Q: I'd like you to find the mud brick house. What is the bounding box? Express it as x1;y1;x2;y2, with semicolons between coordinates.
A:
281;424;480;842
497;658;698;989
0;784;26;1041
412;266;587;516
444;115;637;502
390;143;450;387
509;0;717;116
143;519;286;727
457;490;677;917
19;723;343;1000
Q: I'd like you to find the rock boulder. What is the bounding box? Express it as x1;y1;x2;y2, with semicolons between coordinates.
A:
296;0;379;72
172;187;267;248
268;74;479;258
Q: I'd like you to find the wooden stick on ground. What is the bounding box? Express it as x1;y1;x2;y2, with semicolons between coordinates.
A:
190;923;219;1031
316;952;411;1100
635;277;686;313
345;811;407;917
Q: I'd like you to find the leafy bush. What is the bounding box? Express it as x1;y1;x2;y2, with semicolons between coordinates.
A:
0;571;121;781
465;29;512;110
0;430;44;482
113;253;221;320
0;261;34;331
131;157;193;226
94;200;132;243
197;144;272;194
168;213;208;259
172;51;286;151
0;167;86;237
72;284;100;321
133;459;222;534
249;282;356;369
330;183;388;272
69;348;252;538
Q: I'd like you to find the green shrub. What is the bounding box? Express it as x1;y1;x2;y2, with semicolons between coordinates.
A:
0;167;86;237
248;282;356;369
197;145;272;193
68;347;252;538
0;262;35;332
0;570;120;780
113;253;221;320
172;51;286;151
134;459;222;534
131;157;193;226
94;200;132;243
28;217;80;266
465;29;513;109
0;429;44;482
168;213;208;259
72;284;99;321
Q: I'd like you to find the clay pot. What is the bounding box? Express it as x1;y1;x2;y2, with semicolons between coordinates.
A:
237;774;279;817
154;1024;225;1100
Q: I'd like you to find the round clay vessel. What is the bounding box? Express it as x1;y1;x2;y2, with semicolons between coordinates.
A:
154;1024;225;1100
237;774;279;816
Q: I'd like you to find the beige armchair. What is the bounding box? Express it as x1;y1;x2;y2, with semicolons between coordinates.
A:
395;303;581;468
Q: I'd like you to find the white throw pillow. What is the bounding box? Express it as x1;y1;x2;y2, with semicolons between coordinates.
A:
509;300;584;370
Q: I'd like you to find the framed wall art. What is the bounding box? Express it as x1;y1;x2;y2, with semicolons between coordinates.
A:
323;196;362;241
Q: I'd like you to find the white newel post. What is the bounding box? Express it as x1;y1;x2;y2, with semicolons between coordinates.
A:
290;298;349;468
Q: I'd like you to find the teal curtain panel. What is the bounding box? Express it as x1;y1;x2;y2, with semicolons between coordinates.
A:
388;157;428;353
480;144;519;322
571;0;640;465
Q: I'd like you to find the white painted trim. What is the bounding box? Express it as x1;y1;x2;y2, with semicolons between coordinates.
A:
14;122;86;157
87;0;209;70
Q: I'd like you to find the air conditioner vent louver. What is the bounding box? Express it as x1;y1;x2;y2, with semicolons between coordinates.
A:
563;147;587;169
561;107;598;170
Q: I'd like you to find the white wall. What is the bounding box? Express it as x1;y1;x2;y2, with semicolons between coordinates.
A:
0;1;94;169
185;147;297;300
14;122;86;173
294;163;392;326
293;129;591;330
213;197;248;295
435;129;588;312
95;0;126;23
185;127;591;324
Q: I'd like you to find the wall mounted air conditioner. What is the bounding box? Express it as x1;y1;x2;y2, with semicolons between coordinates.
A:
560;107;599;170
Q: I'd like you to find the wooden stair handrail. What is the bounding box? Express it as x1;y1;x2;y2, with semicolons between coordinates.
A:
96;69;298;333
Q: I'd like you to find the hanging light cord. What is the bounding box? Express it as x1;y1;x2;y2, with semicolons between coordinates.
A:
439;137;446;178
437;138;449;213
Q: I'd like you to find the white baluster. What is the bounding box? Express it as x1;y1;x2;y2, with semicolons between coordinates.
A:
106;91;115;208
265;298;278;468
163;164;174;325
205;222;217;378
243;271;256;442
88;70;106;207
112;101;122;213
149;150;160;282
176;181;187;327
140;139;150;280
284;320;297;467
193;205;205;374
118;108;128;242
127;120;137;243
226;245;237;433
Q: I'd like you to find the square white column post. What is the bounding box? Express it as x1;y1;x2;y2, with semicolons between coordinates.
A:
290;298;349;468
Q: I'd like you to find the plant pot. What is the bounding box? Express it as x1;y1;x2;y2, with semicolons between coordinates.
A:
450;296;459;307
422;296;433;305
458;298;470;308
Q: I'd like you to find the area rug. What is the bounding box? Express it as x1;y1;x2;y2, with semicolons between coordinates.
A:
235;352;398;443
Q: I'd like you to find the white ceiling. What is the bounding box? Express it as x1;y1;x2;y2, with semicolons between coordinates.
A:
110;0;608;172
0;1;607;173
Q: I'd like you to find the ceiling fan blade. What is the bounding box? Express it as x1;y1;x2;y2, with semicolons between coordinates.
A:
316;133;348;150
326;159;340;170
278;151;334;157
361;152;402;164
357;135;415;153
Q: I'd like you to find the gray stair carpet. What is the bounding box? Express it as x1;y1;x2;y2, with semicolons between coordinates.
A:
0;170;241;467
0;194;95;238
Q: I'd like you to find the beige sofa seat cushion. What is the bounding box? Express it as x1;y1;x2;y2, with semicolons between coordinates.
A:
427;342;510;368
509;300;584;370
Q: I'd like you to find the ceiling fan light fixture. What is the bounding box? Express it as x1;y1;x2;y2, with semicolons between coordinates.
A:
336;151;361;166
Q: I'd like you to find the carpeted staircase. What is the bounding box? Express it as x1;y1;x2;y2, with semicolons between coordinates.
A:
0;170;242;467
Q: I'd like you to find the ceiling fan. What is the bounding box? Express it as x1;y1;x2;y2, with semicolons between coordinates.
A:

- **Problem requirements**
Write the listing out again so that nothing in it differs from the original.

- **Exercise output**
Q: I'd like you to find the mud brick house. What is the bounding box? Express it as x1;y1;x2;y2, with semicolons between coordinates.
A:
281;424;480;842
497;658;698;989
0;784;26;1041
412;266;587;516
444;115;637;502
390;143;450;387
509;0;717;116
143;519;286;727
457;490;677;917
19;723;343;1000
Q: I'd like you to find the rock boulder. What is the bounding box? Express it as x1;y1;x2;y2, with semicolons between coordinates.
A:
296;0;379;72
172;187;267;248
268;74;479;258
Q: I'd like you to find the wooden stick on ground. What is the bounding box? Express it as x1;y1;x2;y2, with semicolons between coordinates.
A:
190;923;219;1031
316;952;411;1100
635;277;686;313
345;811;407;917
Q: I'd like you to find the leafy bush. What is the bounding box? Express it as x1;y1;x2;y2, with semicolons between coordinates.
A:
0;571;121;781
465;29;512;110
0;430;44;482
113;253;221;320
0;261;34;331
131;157;193;226
94;200;132;243
197;144;272;194
168;213;208;259
172;51;286;151
0;167;86;237
72;284;100;321
133;459;222;534
249;282;356;369
330;183;388;272
69;348;252;538
Q: I'd like you to find the green shrub. What is the bounding box? Express it as x1;y1;x2;y2, with semicolons between coordinates.
A:
0;167;86;237
248;282;356;369
197;145;272;193
68;347;252;538
0;262;35;332
0;570;120;780
113;253;221;320
172;51;286;151
134;459;222;534
131;157;193;226
94;200;132;243
28;217;80;266
465;29;513;109
0;429;44;482
168;213;208;259
72;284;99;321
Q: I'd like you to find the clay pot. What is the bounding box? Express it as x1;y1;x2;y2, with semicolons between coordinates.
A:
237;774;279;817
154;1024;225;1100
Q: I'd like you to find the round clay vessel. What is the bounding box? Express it as x1;y1;x2;y2, with semicolons between coordinates.
A:
154;1024;225;1100
237;774;279;816
Q: I'd like you to find the beige armchair. What is the bounding box? Express it as x1;y1;x2;y2, with semicolons between coordinates.
A:
395;303;581;468
Q: I'd like you to find the white throw pillow. What is the bounding box? Express it as x1;y1;x2;y2, with semicolons between coordinates.
A:
509;300;584;370
Q: I'd like you to find the framed wall art. What is the bounding box? Express it as x1;y1;x2;y2, with semicolons between coordinates.
A:
323;196;362;241
Q: I'd like you to find the white newel post. What is the bounding box? Express it as x1;y1;x2;y2, with semicolons between coordinates.
A:
290;298;349;468
Q: I'd like you to find the teal curtain panel. What is the bounding box? Express it as x1;y1;x2;y2, with semicolons between coordinates.
A:
388;157;428;353
480;144;519;322
571;0;640;465
Q: I'd like you to find the white painted trim. What is the bounding box? Express it as x1;y1;x2;y2, with semicolons between coordinates.
A:
14;122;86;157
87;0;209;70
Q: I'd like you to find the air conditioner vent louver. What is the bounding box? Express it as x1;y1;x2;y2, with semicolons between coordinates.
A:
563;147;587;169
561;107;598;170
Q: I'd like you to find the white wall. What is the bounding box? Express it as x1;y1;x2;y2, with semicolons between coordinates.
A:
0;1;94;169
185;147;297;300
14;122;86;173
294;163;392;326
293;129;591;330
213;197;248;295
435;129;588;312
95;0;126;23
185;127;591;324
Q: I'd like you to find the wall mounted air conditioner. What is the bounding box? Express it as x1;y1;x2;y2, with semicolons between coordinates.
A:
560;107;599;170
Q: I'd like you to find the wooden stair handrail. What is the bounding box? Express it as x1;y1;x2;y2, with semicolons between coordinates.
A:
96;69;298;333
Q: I'd like you to find the hanging light cord. What is the bounding box? Express it as x1;y1;x2;y2, with semicolons between coordinates.
A:
439;137;446;178
437;138;449;213
Q: I'd like you to find the white baluster. What is the bounding box? Express it as x1;y1;x2;y2, with semicolons between coordinates.
A:
106;91;115;208
265;298;278;468
163;164;174;325
205;222;217;378
243;271;256;442
88;70;106;207
112;101;122;213
149;150;160;282
176;181;187;327
140;139;150;280
284;320;297;467
193;205;205;374
118;108;128;242
127;120;137;243
226;245;237;433
Q: I'd like you to find the square white column post. What is the bounding box? Express it as x1;y1;x2;y2, with semicolons between coordinates.
A:
290;298;349;468
Q: I'd like you to find the plant pot. What is the bounding box? Express it as x1;y1;x2;y2, with semicolons between coordinates.
A:
450;296;459;307
422;296;433;305
458;298;470;308
Q: I'd like you to find the area rug. What is the bounding box? Express it as x1;y1;x2;y2, with semicolons between coordinates.
A:
235;352;398;443
Q: I'd like you to find the white ceiling. What is the bounding box? Express it as x1;y1;x2;y2, with semicolons between coordinates.
A:
110;0;608;172
0;1;607;173
Q: I'd like you to find the ceiling fan blade. What is the bounding box? Express it as x1;y1;x2;y2, with semicolons between coordinates.
A:
316;133;348;150
326;159;340;170
278;151;334;157
361;152;402;164
357;135;415;153
Q: I'd like you to find the gray stair carpet. What is the bounding box? Express it as x1;y1;x2;y2, with semicolons between coordinates.
A:
0;170;241;467
0;194;95;238
Q: I'd like you to find the beige sofa seat cushion. What is the bounding box? Express it as x1;y1;x2;y2, with semicolons between coordinates.
A:
427;342;510;368
509;300;584;370
Q: I'd like you to find the ceiling fan light fixture. What is the bounding box? Express it as x1;y1;x2;y2, with semicolons between coordinates.
A:
336;151;361;166
Q: I'd like you to find the carpeted staircase. What is the bounding box? Express it as x1;y1;x2;y2, with semicolons between coordinates.
A:
0;170;242;467
Q: I'd like you to find the ceiling fan. What is the bounding box? Express it as x1;y1;x2;y2, with semicolons between coordinates.
A:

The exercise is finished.